Travel Insider Guides Teva: Escape To Adventure
by Kristin Conard Jun 17, 2011
Kristin Conard lines out quick adventures with easy access from Dallas, Texas.

TEVA has teamed up with Matador’s global community of outdoors fanatics to show you how to escape to adventure in 12 cities across America. In addition to the article series, we’ll be running an ongoing photo contest. Send us a photo of yourself adventuring abroad or in your back yard and you might win a free pair of new TEVAs.

DALLAS IS THE NINTH largest city in the country, and if you consider the Dallas and Fort Worth together, the city sprawl can seem a tad overwhelming. But with the benefit of generally good weather year-round and some insider tips, you can be on your way to adventure.

Adventure: Hiking

Escape time*: 30 — 40 minutes
Payoff: Lake views and woodland trails

Cedar Hill State Park (easy to moderate, 2.5 to 10 miles) – Near Joe Pool Lake, the park has four hiking trails. The Dorba trail is the largest, and it’s shared with mountain bikers, so keep an eye out and hike counter-clockwise (just follow the signs). It’s a loop trail with differing mileage options from 2.5 to 10+ miles. The Talala trail has a few ups and downs and doesn’t give any lake views, but it winds through open grassland and woods.

▶ **Extracted material**
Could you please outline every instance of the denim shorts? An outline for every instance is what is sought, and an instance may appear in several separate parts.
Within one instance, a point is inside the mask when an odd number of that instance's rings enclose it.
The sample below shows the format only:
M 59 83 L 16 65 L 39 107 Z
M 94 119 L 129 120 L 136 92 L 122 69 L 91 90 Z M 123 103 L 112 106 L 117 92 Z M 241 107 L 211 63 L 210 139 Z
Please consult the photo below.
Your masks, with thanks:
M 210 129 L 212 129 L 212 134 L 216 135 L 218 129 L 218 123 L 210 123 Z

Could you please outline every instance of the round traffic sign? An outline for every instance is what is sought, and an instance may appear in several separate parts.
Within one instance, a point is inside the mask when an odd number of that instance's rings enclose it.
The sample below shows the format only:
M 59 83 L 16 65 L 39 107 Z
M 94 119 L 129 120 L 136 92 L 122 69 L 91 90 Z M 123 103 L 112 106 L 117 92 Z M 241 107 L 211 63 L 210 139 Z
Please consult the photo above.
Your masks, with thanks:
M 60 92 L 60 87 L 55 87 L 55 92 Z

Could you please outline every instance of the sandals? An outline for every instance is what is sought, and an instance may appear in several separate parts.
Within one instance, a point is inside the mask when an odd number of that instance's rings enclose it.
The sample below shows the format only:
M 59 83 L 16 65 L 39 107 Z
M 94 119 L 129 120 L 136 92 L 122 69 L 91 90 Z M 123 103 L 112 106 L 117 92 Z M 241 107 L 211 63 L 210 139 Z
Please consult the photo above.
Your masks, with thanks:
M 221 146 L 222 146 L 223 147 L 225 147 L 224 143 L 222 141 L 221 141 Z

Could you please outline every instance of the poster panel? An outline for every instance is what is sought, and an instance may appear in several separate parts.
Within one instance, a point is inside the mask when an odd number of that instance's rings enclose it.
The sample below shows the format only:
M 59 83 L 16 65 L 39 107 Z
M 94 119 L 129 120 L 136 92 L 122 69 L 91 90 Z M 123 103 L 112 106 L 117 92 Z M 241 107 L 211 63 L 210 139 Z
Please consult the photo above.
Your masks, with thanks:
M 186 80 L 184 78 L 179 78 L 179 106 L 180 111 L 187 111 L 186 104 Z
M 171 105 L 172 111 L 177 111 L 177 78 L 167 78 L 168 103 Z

▶ **Problem**
In the Dallas adventure guide, which direction should hikers take on the Dorba trail?

▶ **Written solution**
Counter-clockwise, following the signs.